### EXCERPTED TEXT
· · · · · · ·
By Andrew Morse
ZURICH--Switzerland's central bank said Thursday the country's
big banks had made "significant progress" improving their capital
positions over the past year, but urged the lenders to continue
shoring up their leverage ratios.
In its annual stability report, the Swiss National Bank said the
country's big banks, including UBS AG and Credit Suisse Group AG,
should continue improving their capital positions, in particular
their leverage ratios. A leverage ratio is a key measure of
stability that broadly reflects the amount of capital a bank has on
hand relative to its loans and investments.
"The SNB welcomes the significant progress made by the big banks
in improving their capital situation," the Zurich-based central
bank said. Still, the bank "recommends that they continue to
improve their resilience and, in particular, their leverage
ratios."
The comments mark a softening in the Swiss central bank tone
toward the big banks. In the past, the SNB has criticized the
leverage ratios at both UBS and Credit Suisse,
UBS and Credit Suisse have taken steps to boost their respective
leverage ratios and have said they are on track to reach the Swiss
requirement for a ratio of 4% or more by 2019. UBS has reported its
leverage ratio stood at 3.8% as of the end of the first quarter of
this year, while Credit Suisse said its leverage ratio was
3.7%.
· · · · · · ·
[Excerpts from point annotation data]
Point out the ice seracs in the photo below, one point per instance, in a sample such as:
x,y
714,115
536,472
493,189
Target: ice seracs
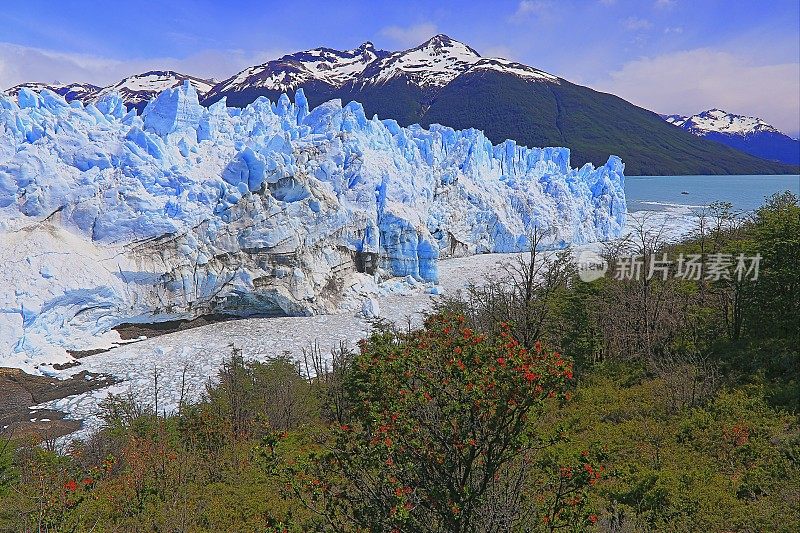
x,y
108,216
· · · · · · ·
### STATED EXERCISE 1
From the article on Swiss bank capital, reproduce the passage starting at "By Andrew Morse" and ending at "up their leverage ratios.".
### STATED EXERCISE 2
According to the article on Swiss bank capital, what leverage ratio did UBS report as of the end of the first quarter?
### STATED EXERCISE 3
Continue the article on Swiss bank capital from the point where it stops.
Nothing in the items matters here.

### REPLY 1
By Andrew Morse
ZURICH--Switzerland's central bank said Thursday the country's
big banks had made "significant progress" improving their capital
positions over the past year, but urged the lenders to continue
shoring up their leverage ratios.

### REPLY 2
3.8%

### REPLY 3
The central bank said leverage ratios are becoming more
important because investors focus on the measure during times of
stress. Next year, international rules will require globally active
banks to disclose their leverage ratios, making direct comparisons
possible.
Last month, Credit Suisse suffered a setback to its other
primary measure of stability, its tier 1 capital ratio, following a
$2.8 billion settlement with U.S. authorities for aiding American
tax evasion. The bank said the settlement would have cut its
capital ratio to 9.3% from the previously reported level of
10%.
Credit Suisse said it will shed assets and sell some real estate
to help restore its capital ratio to 10% by the end of this
year.
Still, the SNB said the big banks had made progress on their
tier 1 capital ratios and noted both big banks already comply with
the international requirement of 8.5% that applies beginning
2019.
John Letzing
contributed to this article.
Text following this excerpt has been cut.